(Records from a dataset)
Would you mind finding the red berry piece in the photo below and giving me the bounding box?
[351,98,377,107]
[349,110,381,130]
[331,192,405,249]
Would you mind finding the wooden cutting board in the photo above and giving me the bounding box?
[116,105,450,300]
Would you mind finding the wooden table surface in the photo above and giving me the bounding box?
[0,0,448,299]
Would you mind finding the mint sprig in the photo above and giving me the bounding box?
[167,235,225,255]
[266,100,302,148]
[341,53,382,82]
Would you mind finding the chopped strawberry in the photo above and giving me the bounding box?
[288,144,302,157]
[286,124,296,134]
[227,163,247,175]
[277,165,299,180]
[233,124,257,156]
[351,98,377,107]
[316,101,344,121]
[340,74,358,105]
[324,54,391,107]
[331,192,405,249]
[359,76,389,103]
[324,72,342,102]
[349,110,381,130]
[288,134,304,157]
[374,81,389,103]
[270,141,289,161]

◆ **Assignment**:
Write every record out again exactly.

◆ **Result for this exercise**:
Would you mind finding the red berry piece in the photo below and giving me the bounding box?
[351,98,377,107]
[349,110,381,130]
[331,192,405,249]
Would you mind finding the wooden cutting board in the photo above and giving me the bounding box?
[116,105,450,300]
Would you mind finding the wooden table surface in the photo above and giving me the bounding box?
[0,0,448,299]
Would you mind finding the mint sprig in the photo above and giving me the bounding box?
[167,235,225,255]
[266,100,302,148]
[341,53,382,82]
Would you mind finding the chopped strawberry in the photo above and giving me the bounding box?
[288,144,302,157]
[286,124,296,134]
[227,163,247,175]
[277,165,299,180]
[233,124,257,156]
[351,98,377,107]
[316,101,344,121]
[340,74,358,105]
[324,54,391,107]
[331,192,405,249]
[359,76,389,103]
[324,72,342,102]
[349,110,381,130]
[288,134,304,157]
[374,81,389,103]
[270,141,289,161]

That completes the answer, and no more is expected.